══ EXCERPT ══
The effect of education is polarizing, ranking people and nations according to academic merit, and dividing society into "two realms," the realm of the academic and the realm of the non-academic. Skills that are acquired through formal schooling are preferred to those that are not, and schooling leads to higher status in our social hierarchy than skills that are self-taught or acquired at home or in the community. In defining learning as knowledge and skills acquired through school, we have downgraded traditional forms of learning, which were often even more complex. There once was a time when education was complementary to all the other instances of meaning-making and purposeful activity that occurred in a given community. Nowadays, education is it own domain entirely. You can precisely pinpoint where the schools are on the map; outside of those locations, there be monsters, so goes the prevailing ethos of the institutions. Yet, of course, learning can occur everywhere and anywhere.
═══
GIVEN INSTRUCTION: Write the next part of the passage on schooling and traditional learning, beginning right after its final sentence. The material after this passage is separate from it.
══ PROVIDED MATERIAL ══
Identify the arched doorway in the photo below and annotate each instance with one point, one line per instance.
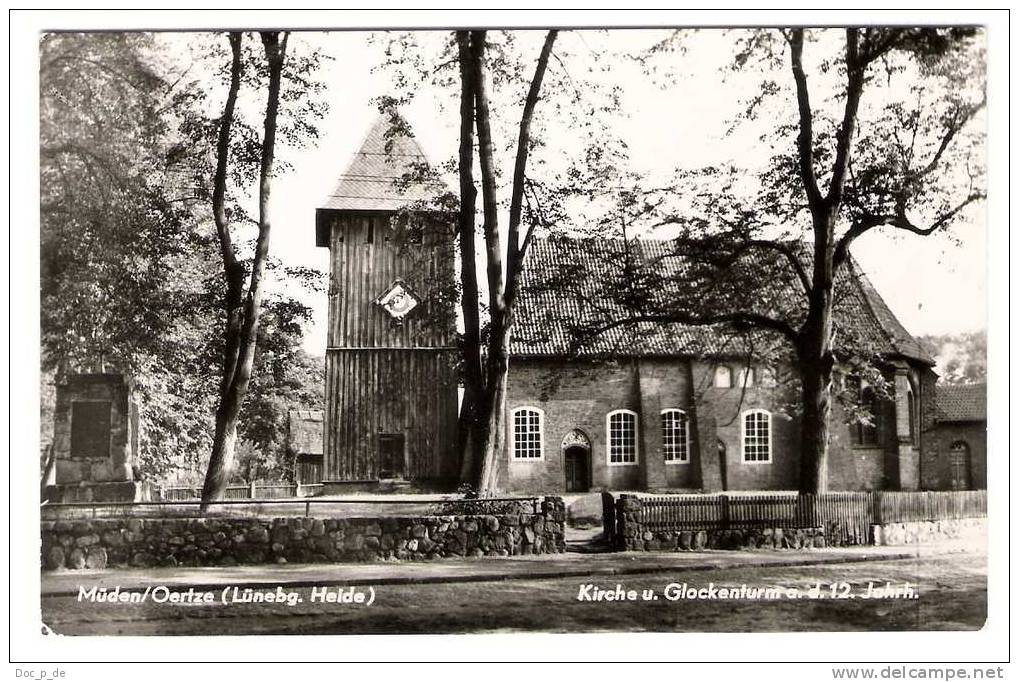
═══
RESULT OF THIS EXERCISE:
For Illich, the content of what is taught in school matters less than the ritual of school itself. He is not the only theorist to focus on the “hidden curriculum,” which describes those attributes of schooling that are rarely openly stated but nonetheless present, just as solid as the school walls or the clock counting down the minutes to recess. The greatest achievement of the hidden curriculum, according to Illich, is the institutionalization of society’s central myth, along with its contradictions. Formal schooling is the initiation into the myth, similar to how the church-goer learns the difficult concepts of salvation in Christ and the transmutation of water into wine or the virgin birth. Yet by no means does Illich see initiation through public education as being just as good or valuable as initiation through the church. Formal education, he argues, is the most “all-encompassing” initiation rite the world has ever known. Consider that the church accepts that members of its congregation will forever remain sinners while secular education admits of no constraints to the limits to what can be achieved through education. Why, you can re-engineer entire societies!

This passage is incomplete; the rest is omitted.